> Aim of the task
Copy out exactly each line from the line with "strap, then give the position of each instance." through the last line of the material below.

───── Source data ─────

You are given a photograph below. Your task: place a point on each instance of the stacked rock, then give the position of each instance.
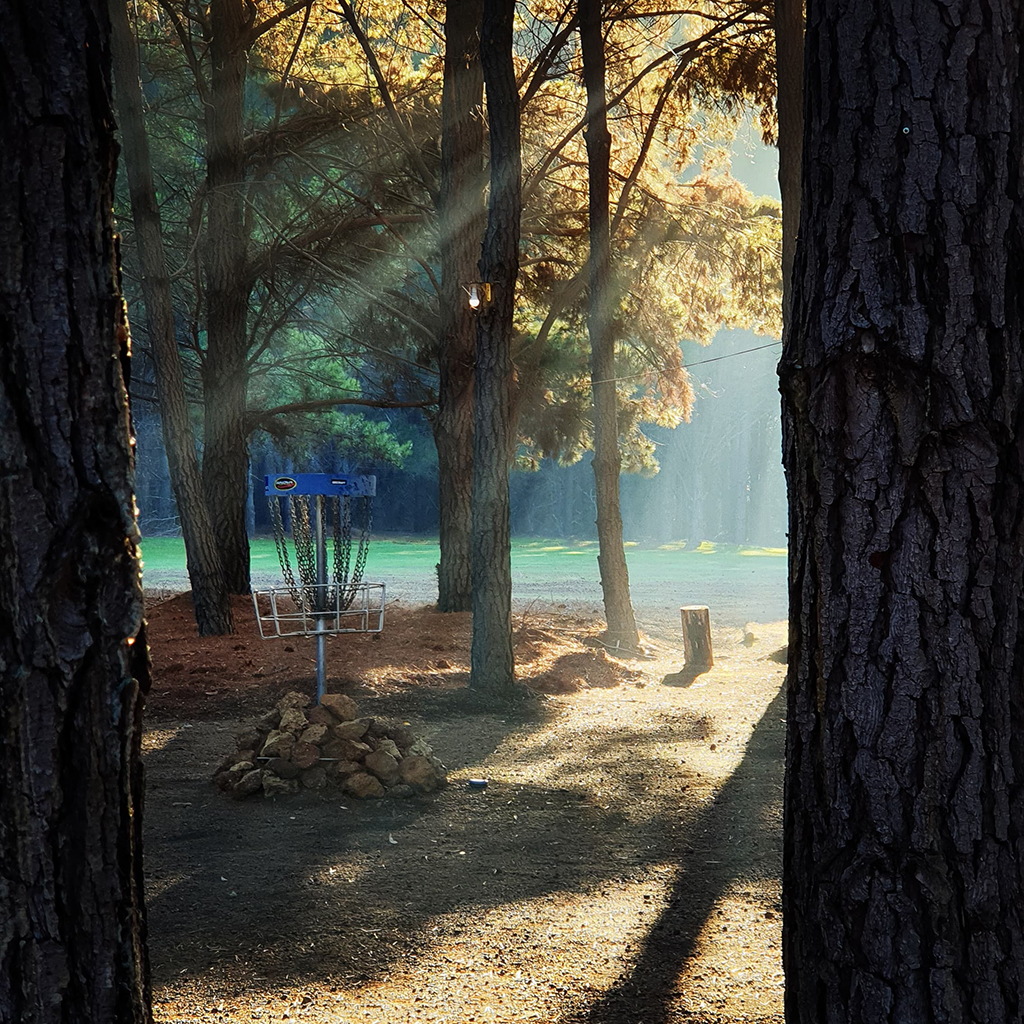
(292, 748)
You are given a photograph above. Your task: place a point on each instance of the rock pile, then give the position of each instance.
(292, 748)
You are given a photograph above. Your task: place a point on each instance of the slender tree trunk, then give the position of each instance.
(73, 654)
(225, 371)
(790, 103)
(607, 459)
(213, 609)
(903, 390)
(492, 665)
(461, 216)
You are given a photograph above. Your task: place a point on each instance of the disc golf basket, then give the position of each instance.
(322, 596)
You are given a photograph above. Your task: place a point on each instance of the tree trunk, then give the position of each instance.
(73, 654)
(903, 392)
(461, 218)
(225, 371)
(213, 609)
(492, 666)
(790, 103)
(607, 459)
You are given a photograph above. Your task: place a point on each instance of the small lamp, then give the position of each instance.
(479, 295)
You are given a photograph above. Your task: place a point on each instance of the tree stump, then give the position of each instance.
(696, 638)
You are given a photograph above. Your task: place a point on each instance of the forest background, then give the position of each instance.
(342, 269)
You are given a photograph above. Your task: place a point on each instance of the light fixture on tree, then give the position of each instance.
(479, 295)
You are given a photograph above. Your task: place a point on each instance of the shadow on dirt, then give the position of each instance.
(723, 848)
(276, 892)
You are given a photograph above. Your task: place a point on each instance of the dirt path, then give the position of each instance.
(622, 864)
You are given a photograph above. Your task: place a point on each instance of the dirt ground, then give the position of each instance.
(621, 865)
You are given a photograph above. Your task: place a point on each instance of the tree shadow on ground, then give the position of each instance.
(719, 851)
(276, 892)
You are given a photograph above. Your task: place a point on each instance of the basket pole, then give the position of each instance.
(321, 600)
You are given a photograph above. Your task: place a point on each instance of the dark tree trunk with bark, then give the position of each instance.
(210, 597)
(73, 654)
(225, 371)
(607, 459)
(492, 665)
(790, 103)
(903, 391)
(461, 215)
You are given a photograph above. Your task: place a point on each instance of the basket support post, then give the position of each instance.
(321, 600)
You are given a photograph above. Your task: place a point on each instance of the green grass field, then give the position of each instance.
(738, 583)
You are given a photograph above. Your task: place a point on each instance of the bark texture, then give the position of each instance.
(461, 217)
(903, 423)
(607, 458)
(790, 103)
(210, 597)
(73, 655)
(225, 371)
(492, 666)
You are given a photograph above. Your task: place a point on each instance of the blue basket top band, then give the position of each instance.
(322, 483)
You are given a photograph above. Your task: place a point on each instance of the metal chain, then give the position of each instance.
(274, 503)
(305, 554)
(360, 555)
(342, 593)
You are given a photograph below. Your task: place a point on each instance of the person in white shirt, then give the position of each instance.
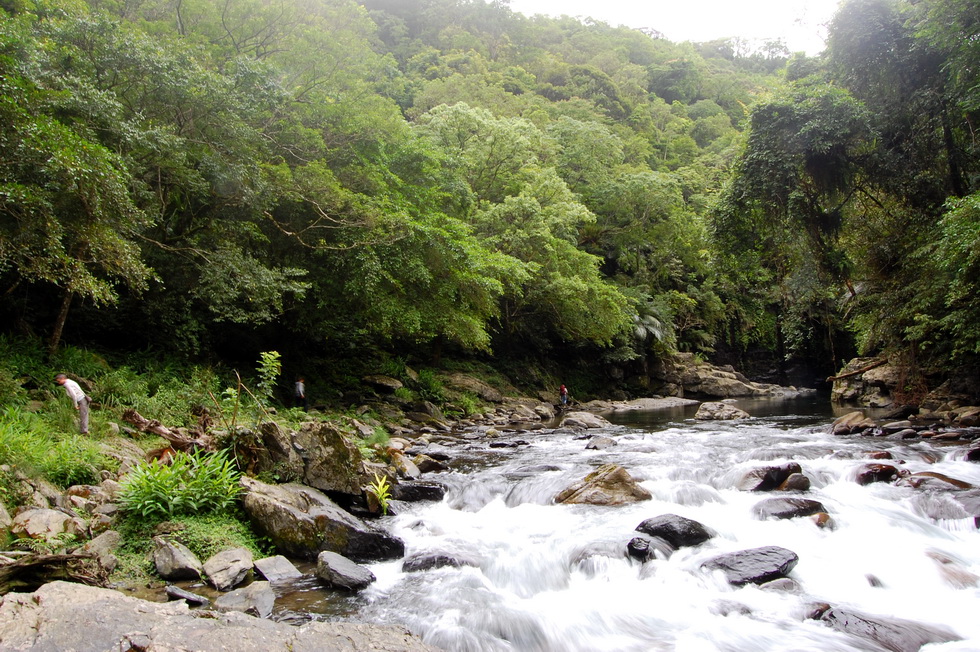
(78, 396)
(299, 394)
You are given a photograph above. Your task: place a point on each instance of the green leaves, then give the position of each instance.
(194, 483)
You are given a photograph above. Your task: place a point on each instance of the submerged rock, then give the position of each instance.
(768, 478)
(754, 566)
(302, 522)
(892, 634)
(174, 561)
(68, 616)
(676, 530)
(339, 572)
(610, 484)
(781, 508)
(718, 411)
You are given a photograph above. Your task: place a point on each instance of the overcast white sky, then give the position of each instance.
(800, 23)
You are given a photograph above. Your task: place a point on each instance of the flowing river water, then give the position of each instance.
(556, 578)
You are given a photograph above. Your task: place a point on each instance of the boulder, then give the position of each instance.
(610, 484)
(600, 443)
(869, 473)
(412, 492)
(69, 616)
(341, 573)
(256, 599)
(464, 383)
(545, 411)
(754, 566)
(228, 568)
(47, 525)
(676, 530)
(426, 464)
(795, 482)
(782, 508)
(718, 411)
(102, 547)
(421, 561)
(302, 522)
(585, 420)
(176, 593)
(768, 478)
(645, 548)
(890, 633)
(383, 383)
(405, 467)
(173, 561)
(851, 423)
(933, 480)
(318, 454)
(276, 568)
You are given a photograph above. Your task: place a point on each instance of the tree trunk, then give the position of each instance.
(179, 441)
(59, 324)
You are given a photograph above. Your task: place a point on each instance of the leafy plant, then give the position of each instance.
(269, 369)
(430, 387)
(208, 534)
(194, 483)
(74, 460)
(381, 490)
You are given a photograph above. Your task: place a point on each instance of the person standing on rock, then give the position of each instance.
(78, 396)
(299, 394)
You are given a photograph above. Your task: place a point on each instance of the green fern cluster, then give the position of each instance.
(195, 483)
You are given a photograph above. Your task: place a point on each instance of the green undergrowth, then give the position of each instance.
(204, 534)
(29, 444)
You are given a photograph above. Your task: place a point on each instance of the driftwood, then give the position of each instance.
(178, 440)
(28, 574)
(857, 371)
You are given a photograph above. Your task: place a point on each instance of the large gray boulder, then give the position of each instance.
(277, 568)
(301, 522)
(256, 599)
(610, 484)
(228, 568)
(754, 566)
(678, 531)
(318, 455)
(68, 616)
(339, 572)
(464, 383)
(890, 633)
(47, 525)
(719, 411)
(174, 561)
(585, 420)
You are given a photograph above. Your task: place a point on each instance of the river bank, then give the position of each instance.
(431, 450)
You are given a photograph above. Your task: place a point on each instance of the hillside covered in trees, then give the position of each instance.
(430, 179)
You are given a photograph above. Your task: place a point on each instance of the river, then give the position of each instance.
(555, 578)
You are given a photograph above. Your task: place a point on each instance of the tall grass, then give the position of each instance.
(29, 444)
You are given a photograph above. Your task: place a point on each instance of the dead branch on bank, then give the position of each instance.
(178, 440)
(857, 372)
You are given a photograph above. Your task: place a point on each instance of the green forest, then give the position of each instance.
(445, 180)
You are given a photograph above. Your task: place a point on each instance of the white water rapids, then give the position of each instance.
(549, 577)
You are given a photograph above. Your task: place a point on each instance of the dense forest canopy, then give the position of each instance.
(336, 178)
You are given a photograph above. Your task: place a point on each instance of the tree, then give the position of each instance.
(66, 215)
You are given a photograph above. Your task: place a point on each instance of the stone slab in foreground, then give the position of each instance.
(66, 616)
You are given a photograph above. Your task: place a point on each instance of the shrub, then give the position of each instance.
(73, 460)
(208, 534)
(430, 387)
(193, 483)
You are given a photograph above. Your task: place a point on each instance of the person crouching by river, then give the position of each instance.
(81, 401)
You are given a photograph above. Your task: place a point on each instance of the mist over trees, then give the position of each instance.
(447, 177)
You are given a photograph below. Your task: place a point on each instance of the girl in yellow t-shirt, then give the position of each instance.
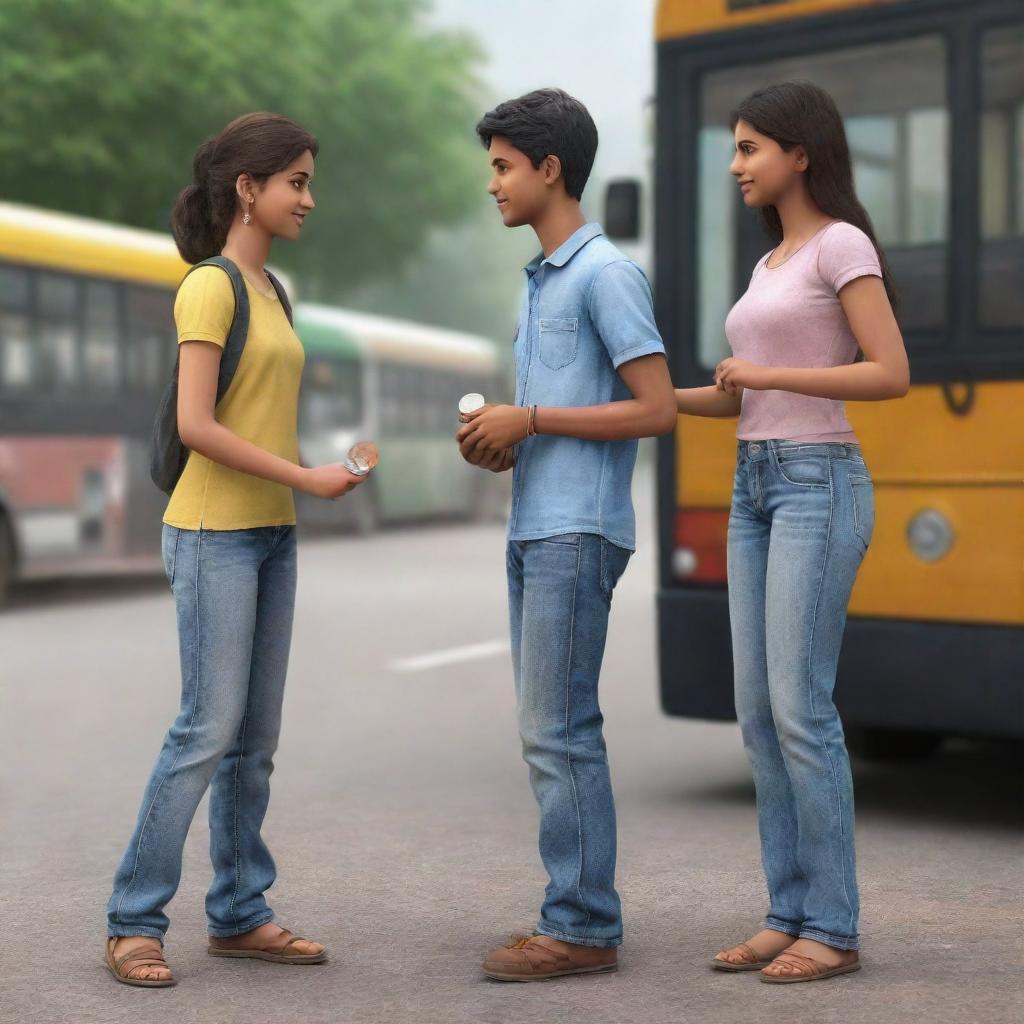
(228, 548)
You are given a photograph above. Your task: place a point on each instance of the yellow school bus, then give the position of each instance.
(86, 345)
(932, 92)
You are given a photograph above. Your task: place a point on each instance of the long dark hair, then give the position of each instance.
(801, 114)
(258, 144)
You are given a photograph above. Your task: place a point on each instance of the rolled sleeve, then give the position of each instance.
(622, 310)
(205, 306)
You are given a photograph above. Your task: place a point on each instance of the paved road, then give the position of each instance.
(404, 830)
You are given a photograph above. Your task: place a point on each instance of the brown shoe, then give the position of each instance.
(537, 957)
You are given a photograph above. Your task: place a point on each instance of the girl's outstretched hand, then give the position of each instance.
(332, 480)
(732, 374)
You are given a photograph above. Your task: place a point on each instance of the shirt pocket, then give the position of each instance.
(559, 340)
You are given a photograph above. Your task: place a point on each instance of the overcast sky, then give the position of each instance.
(602, 51)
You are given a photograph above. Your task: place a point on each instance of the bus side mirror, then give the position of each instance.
(622, 210)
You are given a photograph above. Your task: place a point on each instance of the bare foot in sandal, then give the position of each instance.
(754, 953)
(138, 960)
(269, 941)
(810, 961)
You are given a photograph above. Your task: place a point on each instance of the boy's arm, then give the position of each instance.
(711, 400)
(650, 412)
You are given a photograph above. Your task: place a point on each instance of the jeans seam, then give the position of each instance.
(810, 690)
(238, 855)
(192, 722)
(568, 756)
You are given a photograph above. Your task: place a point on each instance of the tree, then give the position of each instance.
(105, 101)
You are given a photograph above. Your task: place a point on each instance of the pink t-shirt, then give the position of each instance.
(791, 316)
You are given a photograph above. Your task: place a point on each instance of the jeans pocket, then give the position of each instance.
(559, 338)
(564, 540)
(863, 507)
(169, 551)
(805, 470)
(613, 562)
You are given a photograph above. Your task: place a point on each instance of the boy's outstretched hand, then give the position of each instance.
(493, 429)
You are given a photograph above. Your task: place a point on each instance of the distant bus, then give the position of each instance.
(932, 92)
(396, 383)
(86, 344)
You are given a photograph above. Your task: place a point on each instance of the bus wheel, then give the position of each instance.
(891, 744)
(6, 560)
(365, 517)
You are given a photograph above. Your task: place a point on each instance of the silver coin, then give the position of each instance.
(356, 466)
(471, 402)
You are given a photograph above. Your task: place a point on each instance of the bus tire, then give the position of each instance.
(891, 744)
(8, 558)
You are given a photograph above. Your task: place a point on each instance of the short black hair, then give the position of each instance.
(547, 122)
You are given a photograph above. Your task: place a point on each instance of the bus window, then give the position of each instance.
(15, 340)
(893, 100)
(390, 399)
(150, 338)
(1000, 268)
(56, 304)
(332, 395)
(100, 343)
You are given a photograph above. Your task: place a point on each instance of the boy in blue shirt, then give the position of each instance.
(591, 378)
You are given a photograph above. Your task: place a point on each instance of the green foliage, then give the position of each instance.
(105, 101)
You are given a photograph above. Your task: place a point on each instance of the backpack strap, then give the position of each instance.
(282, 295)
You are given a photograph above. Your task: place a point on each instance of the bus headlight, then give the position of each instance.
(684, 562)
(930, 535)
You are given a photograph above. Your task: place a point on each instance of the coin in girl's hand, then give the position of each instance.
(361, 458)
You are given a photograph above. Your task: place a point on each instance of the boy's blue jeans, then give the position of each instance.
(559, 596)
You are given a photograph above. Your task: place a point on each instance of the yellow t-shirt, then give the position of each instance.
(261, 406)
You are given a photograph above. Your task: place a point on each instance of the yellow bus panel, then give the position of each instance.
(921, 456)
(690, 17)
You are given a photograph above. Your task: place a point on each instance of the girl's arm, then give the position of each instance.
(711, 400)
(199, 430)
(884, 374)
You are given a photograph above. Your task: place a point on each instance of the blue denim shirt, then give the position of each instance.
(587, 310)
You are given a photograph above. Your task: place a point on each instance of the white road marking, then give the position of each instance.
(453, 655)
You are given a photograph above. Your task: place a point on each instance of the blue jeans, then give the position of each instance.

─────

> Correct response
You are given a photograph above. Your task: place a point on each instance of the backpack strap, then give the position of each instance.
(282, 295)
You are given a photograph above. Your task: place a point on each instance of the bus headlight, then give the position of each instance.
(684, 562)
(930, 535)
You are given a photograph above. Your task: place a point on each instance of the coin in girl's hand, then give the position of each instance.
(361, 458)
You are given a photograph above. Your task: place a point on each instance of the boy's blue jeans, then give the position of each instance.
(559, 596)
You are given a photograph above. Your task: place a point on each instance of the yellow t-shirt, then give the position of each instance.
(261, 406)
You are given a photograph above. Your task: place a point on each instance of the yellow bus panel, then give the position of each instance.
(921, 456)
(690, 17)
You are given a photograph above. Your task: place a point on each instance of the girl's arm, then give the position of each instance.
(711, 400)
(199, 430)
(884, 374)
You are given a photograph above. Your task: place a point on each instance of the blue denim shirt, then give the position of each instance.
(587, 310)
You are given a photograph above. Your task: place a point on each instance of the white road marking, then give the position of each instance.
(453, 655)
You are given a photograph above. Your task: place a point on each instance of the blue jeans, then give the position of each instance.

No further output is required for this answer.